◆ TASK PROMPT
Using the entries below, output exactly the line containing "Note: indicate every instance of the nightstand" and all lines that follow it to the end.

◆ GIVEN ENTRIES
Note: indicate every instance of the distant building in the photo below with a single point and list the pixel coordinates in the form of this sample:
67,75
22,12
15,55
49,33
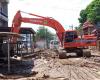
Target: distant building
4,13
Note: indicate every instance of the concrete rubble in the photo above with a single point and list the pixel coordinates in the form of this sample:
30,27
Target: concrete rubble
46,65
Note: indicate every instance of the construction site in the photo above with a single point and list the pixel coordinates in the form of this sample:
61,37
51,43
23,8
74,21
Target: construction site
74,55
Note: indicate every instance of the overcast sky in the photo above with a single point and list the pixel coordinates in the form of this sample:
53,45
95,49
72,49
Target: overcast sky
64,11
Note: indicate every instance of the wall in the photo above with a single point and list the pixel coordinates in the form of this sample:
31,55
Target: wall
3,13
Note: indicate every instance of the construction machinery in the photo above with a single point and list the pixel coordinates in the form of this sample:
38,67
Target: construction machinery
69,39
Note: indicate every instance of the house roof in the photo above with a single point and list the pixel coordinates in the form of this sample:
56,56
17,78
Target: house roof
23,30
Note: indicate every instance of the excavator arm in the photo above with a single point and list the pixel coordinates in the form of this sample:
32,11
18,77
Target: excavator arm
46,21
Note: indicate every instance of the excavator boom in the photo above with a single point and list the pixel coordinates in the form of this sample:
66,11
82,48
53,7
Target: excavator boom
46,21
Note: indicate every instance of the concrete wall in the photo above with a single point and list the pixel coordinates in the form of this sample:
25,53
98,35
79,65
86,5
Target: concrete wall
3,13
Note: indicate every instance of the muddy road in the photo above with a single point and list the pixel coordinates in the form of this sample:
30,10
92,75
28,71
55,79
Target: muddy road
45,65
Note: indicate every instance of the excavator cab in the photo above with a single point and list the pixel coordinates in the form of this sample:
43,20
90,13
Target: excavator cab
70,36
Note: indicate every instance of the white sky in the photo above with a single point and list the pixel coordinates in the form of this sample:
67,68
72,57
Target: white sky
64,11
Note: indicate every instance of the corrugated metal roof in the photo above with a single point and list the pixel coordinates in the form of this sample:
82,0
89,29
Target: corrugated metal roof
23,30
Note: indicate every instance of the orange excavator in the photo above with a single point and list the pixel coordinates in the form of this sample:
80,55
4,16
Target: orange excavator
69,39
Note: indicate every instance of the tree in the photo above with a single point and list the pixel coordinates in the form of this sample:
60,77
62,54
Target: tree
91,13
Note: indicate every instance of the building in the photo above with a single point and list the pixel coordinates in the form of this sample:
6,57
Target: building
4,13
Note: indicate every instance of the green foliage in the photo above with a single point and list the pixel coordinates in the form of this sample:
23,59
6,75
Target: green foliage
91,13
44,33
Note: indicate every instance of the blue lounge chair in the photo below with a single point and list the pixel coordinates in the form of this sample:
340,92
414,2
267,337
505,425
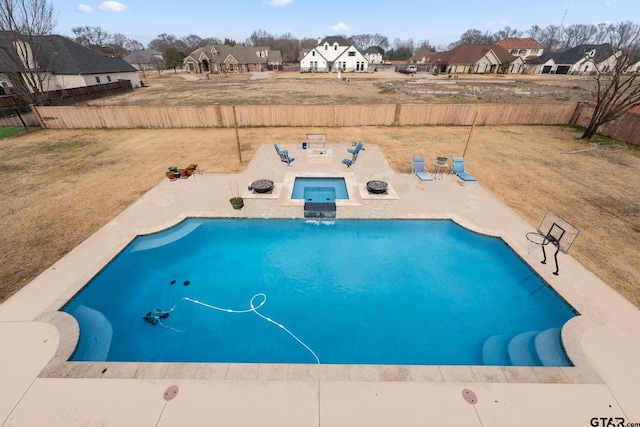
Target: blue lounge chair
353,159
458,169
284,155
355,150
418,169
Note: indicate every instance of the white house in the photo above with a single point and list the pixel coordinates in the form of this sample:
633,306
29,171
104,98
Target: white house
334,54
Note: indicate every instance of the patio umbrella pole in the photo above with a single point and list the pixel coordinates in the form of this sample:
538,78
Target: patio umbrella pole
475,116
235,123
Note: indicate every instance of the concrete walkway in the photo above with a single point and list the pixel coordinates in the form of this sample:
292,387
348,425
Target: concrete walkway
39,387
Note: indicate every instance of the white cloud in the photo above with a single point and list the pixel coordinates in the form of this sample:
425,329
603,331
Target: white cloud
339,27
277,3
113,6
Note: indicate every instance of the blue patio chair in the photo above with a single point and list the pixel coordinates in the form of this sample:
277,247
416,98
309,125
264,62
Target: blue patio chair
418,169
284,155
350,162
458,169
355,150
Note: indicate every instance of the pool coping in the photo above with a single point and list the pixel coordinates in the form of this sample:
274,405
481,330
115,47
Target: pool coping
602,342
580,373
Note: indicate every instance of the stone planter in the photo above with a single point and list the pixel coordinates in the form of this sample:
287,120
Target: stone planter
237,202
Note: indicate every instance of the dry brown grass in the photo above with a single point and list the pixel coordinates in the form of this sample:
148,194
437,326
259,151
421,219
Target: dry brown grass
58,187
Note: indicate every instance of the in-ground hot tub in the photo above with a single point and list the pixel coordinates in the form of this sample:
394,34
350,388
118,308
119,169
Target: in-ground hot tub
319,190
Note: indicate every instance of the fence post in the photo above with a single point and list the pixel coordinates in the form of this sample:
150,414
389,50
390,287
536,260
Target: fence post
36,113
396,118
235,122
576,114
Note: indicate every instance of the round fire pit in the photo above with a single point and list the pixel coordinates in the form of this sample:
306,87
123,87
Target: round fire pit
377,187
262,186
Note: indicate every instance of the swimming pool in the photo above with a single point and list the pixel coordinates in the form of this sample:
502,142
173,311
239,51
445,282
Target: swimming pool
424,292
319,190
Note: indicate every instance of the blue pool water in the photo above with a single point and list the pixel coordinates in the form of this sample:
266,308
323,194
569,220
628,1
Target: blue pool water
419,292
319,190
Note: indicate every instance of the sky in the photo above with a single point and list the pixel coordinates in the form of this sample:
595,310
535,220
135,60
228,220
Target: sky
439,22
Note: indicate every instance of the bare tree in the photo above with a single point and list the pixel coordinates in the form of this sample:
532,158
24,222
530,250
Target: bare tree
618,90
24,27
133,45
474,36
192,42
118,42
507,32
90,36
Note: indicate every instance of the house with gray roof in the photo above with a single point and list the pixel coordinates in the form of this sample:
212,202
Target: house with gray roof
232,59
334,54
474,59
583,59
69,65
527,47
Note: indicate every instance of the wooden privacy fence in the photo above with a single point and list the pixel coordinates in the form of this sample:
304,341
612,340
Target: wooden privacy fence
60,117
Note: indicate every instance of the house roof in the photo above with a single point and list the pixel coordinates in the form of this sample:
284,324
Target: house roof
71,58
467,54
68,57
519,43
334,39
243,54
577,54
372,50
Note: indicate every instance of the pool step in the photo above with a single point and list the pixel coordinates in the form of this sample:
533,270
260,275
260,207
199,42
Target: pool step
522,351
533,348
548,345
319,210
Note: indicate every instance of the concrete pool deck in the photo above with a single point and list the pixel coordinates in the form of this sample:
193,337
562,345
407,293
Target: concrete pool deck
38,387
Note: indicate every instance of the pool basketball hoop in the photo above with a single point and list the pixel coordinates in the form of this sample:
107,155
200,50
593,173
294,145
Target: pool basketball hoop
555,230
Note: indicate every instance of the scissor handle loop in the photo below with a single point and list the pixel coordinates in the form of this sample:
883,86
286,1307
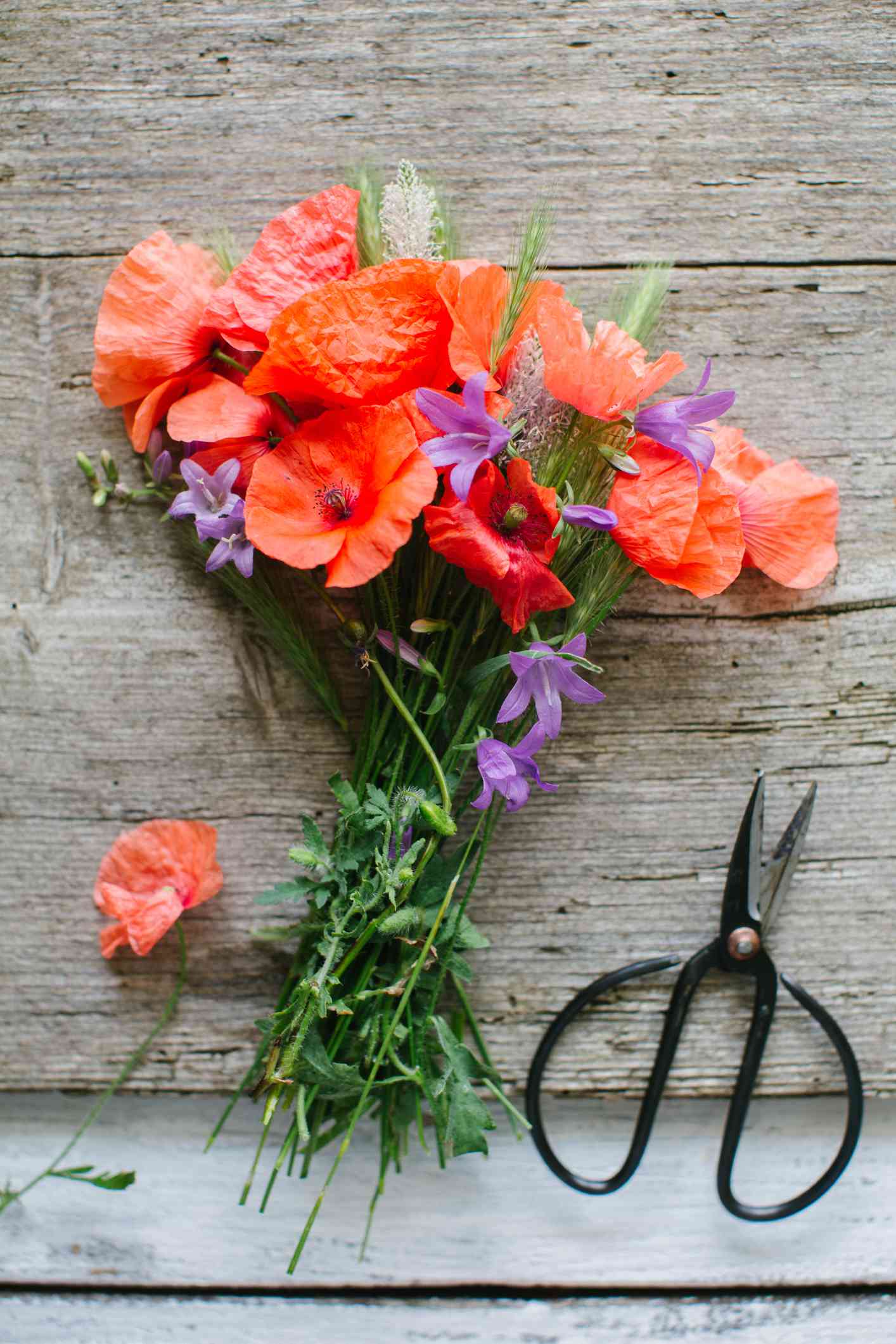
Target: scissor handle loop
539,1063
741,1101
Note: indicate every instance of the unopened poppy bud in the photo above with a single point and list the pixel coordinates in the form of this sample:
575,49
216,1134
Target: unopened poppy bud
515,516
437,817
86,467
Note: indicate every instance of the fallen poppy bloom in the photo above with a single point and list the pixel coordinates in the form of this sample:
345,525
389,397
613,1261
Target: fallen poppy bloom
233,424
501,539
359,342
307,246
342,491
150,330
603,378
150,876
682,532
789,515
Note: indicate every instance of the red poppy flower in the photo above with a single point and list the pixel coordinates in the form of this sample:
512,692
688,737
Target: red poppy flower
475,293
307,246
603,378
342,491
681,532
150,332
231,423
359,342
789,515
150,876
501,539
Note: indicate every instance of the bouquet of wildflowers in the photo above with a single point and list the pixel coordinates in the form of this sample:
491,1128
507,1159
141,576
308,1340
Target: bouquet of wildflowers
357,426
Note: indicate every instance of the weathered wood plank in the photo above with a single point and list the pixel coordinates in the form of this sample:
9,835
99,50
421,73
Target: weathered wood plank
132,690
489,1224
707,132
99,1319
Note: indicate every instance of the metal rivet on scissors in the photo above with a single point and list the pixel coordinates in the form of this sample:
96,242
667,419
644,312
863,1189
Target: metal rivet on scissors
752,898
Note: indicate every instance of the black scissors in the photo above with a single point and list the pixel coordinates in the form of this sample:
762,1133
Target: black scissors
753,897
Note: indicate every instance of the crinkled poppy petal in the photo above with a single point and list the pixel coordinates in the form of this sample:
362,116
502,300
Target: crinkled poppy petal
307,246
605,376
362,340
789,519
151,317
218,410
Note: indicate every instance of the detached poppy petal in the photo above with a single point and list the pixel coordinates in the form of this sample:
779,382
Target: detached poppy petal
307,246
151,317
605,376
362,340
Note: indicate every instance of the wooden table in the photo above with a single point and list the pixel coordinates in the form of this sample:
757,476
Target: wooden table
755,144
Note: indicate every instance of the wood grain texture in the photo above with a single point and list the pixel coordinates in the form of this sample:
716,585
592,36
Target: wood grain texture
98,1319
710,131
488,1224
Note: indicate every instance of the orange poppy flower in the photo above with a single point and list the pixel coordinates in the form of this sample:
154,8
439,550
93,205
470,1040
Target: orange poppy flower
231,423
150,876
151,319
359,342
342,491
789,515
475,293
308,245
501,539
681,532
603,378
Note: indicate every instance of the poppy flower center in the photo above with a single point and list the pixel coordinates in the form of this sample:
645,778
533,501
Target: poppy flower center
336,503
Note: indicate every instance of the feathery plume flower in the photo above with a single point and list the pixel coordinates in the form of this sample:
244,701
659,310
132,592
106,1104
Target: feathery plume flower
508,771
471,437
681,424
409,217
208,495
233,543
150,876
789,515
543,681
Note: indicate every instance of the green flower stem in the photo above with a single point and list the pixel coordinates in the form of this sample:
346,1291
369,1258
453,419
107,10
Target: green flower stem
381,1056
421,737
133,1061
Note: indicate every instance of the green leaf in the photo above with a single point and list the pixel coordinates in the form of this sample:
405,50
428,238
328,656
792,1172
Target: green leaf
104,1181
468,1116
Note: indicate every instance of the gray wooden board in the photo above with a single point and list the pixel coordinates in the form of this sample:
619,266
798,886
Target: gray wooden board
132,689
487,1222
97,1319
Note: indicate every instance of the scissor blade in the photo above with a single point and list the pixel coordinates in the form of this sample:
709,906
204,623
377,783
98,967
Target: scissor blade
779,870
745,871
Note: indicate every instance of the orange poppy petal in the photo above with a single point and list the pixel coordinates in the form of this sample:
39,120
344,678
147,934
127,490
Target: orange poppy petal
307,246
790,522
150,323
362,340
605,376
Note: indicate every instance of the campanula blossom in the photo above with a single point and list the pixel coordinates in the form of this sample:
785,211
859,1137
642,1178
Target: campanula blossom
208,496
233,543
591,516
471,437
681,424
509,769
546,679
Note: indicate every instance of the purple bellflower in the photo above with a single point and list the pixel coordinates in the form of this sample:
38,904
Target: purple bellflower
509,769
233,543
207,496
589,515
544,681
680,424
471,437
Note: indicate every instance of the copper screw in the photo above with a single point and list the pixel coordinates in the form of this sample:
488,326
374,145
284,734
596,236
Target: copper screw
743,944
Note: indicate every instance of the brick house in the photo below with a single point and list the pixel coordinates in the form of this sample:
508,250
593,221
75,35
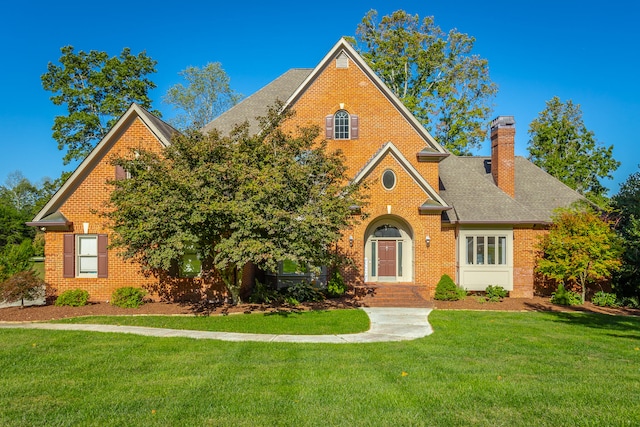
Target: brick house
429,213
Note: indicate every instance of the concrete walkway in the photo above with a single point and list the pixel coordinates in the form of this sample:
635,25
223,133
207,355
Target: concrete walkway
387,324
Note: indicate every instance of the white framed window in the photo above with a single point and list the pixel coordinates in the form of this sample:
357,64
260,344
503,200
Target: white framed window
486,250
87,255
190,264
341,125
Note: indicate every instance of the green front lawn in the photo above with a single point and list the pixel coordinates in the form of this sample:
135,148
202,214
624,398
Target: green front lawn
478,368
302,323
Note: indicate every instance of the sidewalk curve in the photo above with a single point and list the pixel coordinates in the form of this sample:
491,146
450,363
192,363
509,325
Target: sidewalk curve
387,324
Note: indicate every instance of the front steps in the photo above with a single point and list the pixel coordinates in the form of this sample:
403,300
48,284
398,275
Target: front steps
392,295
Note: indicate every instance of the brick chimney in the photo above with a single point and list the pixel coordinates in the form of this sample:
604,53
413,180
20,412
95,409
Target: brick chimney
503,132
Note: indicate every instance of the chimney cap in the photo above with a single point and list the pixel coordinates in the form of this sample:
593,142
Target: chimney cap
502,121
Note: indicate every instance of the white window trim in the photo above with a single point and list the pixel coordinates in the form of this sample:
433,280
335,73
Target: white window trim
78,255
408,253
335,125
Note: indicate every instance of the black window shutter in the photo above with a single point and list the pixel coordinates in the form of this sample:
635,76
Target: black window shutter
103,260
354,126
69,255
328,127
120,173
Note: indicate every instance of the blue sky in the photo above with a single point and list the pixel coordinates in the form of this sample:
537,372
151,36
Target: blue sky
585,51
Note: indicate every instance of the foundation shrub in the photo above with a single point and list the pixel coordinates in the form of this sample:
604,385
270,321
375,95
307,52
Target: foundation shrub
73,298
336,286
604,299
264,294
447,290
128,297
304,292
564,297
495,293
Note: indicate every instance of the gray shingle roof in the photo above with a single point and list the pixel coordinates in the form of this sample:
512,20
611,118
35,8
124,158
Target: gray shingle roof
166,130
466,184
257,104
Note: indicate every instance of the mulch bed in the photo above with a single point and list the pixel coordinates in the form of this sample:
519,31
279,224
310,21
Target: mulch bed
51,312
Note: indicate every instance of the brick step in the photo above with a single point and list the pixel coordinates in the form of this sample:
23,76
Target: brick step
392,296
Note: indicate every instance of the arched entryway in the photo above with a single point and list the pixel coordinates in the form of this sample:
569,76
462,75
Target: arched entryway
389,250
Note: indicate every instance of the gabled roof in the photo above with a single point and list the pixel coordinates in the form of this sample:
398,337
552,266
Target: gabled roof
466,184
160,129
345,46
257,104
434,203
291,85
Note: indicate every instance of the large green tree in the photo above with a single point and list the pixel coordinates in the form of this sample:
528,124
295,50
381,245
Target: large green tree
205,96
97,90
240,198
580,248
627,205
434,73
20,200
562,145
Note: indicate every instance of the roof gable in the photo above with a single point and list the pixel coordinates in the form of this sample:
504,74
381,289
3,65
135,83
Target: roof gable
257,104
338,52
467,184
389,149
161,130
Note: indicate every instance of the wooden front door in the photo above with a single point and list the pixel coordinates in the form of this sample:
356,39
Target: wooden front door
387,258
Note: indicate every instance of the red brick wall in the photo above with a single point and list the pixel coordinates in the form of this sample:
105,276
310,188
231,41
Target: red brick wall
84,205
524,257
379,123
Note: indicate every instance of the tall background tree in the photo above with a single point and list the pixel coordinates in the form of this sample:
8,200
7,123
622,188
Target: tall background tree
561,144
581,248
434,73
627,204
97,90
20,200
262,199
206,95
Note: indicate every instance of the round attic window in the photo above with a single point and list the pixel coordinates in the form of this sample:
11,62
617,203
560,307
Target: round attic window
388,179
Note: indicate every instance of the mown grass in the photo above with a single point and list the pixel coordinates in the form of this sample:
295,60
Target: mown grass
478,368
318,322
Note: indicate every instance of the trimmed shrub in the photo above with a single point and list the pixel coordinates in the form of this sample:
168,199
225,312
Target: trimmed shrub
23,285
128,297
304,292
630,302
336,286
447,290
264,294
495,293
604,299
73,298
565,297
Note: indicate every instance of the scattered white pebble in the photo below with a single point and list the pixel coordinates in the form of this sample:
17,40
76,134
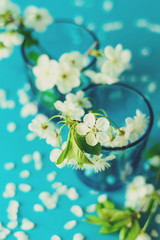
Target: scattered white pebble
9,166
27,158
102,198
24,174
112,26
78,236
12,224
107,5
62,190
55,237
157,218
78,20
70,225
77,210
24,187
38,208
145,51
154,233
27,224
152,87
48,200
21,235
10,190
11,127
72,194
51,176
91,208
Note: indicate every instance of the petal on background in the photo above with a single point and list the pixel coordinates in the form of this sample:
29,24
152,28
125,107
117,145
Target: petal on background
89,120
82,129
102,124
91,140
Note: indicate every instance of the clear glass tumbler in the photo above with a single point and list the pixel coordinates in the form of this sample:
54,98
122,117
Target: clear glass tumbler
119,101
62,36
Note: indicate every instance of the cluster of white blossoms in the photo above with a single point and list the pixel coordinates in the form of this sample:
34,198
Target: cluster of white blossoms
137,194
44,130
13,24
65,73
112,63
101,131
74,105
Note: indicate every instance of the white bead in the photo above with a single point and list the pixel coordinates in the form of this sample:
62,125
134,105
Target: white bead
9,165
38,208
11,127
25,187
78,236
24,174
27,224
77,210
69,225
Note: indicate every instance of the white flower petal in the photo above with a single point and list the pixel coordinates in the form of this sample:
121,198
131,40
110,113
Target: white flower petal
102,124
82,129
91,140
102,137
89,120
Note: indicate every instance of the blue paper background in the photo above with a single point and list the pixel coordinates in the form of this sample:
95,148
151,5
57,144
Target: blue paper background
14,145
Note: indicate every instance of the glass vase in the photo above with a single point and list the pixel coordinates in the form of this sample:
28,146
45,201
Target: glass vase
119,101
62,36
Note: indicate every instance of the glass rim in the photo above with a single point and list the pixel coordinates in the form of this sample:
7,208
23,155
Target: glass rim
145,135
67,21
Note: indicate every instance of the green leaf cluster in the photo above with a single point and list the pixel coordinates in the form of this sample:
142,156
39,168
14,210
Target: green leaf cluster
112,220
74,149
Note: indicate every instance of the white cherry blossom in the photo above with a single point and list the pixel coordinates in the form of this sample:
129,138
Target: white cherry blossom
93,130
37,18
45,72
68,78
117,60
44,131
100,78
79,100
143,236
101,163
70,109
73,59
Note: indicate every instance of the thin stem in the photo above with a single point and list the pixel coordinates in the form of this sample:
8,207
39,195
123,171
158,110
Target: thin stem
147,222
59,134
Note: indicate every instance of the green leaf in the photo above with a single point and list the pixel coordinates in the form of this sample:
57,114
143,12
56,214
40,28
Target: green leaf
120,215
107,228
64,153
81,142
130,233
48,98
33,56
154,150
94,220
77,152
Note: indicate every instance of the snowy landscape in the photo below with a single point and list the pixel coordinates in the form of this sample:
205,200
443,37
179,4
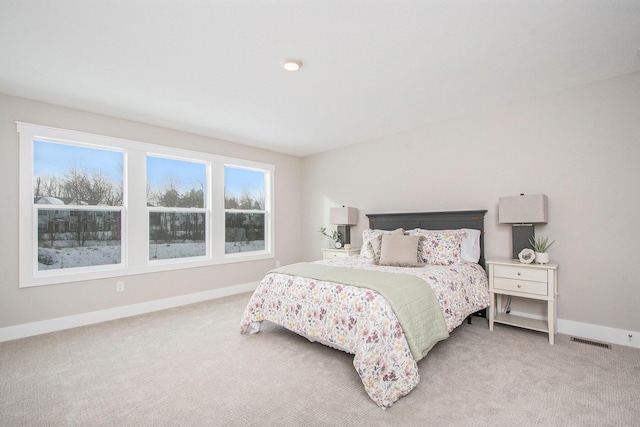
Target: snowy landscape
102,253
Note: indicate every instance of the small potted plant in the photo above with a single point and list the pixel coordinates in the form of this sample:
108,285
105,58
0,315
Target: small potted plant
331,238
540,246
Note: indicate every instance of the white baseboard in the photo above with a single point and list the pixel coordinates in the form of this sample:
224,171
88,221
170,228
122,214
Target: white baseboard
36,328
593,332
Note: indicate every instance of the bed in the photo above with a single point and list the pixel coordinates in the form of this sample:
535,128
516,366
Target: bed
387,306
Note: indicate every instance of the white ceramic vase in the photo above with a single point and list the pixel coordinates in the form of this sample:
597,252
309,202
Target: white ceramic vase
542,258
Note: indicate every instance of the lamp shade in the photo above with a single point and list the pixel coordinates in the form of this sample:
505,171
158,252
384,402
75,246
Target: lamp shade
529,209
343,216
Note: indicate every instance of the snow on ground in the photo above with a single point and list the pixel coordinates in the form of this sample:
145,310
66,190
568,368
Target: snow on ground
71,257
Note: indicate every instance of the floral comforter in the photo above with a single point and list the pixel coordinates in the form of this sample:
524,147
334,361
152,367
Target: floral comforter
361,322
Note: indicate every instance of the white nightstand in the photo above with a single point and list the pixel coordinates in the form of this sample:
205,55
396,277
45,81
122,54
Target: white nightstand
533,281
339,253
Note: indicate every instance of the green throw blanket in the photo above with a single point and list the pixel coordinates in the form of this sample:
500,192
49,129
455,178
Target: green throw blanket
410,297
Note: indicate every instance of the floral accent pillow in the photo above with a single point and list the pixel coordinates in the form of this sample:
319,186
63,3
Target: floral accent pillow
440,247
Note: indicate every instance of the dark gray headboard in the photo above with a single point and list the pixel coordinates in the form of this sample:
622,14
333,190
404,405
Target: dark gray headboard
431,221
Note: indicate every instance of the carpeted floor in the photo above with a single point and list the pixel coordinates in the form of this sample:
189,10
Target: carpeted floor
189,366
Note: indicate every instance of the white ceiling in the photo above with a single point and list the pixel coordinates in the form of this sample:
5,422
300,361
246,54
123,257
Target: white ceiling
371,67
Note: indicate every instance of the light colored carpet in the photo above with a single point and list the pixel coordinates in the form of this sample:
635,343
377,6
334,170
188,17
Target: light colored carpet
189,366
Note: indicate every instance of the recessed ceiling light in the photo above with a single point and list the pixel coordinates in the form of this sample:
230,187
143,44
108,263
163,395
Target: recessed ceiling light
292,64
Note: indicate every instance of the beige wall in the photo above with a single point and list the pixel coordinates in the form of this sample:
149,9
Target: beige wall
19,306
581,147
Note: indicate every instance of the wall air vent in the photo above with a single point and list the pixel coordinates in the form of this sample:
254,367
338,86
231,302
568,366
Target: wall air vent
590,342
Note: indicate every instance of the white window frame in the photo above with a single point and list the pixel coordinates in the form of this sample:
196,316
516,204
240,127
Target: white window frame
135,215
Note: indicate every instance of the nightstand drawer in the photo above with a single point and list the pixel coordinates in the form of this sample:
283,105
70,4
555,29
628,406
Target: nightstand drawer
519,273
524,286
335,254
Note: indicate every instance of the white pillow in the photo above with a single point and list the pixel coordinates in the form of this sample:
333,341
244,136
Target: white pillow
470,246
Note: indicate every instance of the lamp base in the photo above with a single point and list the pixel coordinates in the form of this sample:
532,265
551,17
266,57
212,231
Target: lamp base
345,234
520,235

◆ WORKED ANSWER
Note: indicate every instance of the nightstand drawer in the photo above with a single point and list the pixel coordinates in the form of this sample:
283,105
70,4
555,29
628,406
Target: nightstand drawer
519,273
524,286
335,254
Note: indicate every instance of the white pillow in the photo above with a single point and list the pixel coordinates in the form of this sample:
333,341
244,136
Target: white pillow
470,246
Note: indicate every instance of the lamp base in the photo above with a single point and list the pixel coordinates in the form of this sample:
532,265
551,17
266,57
212,231
Target: lamp base
345,234
520,235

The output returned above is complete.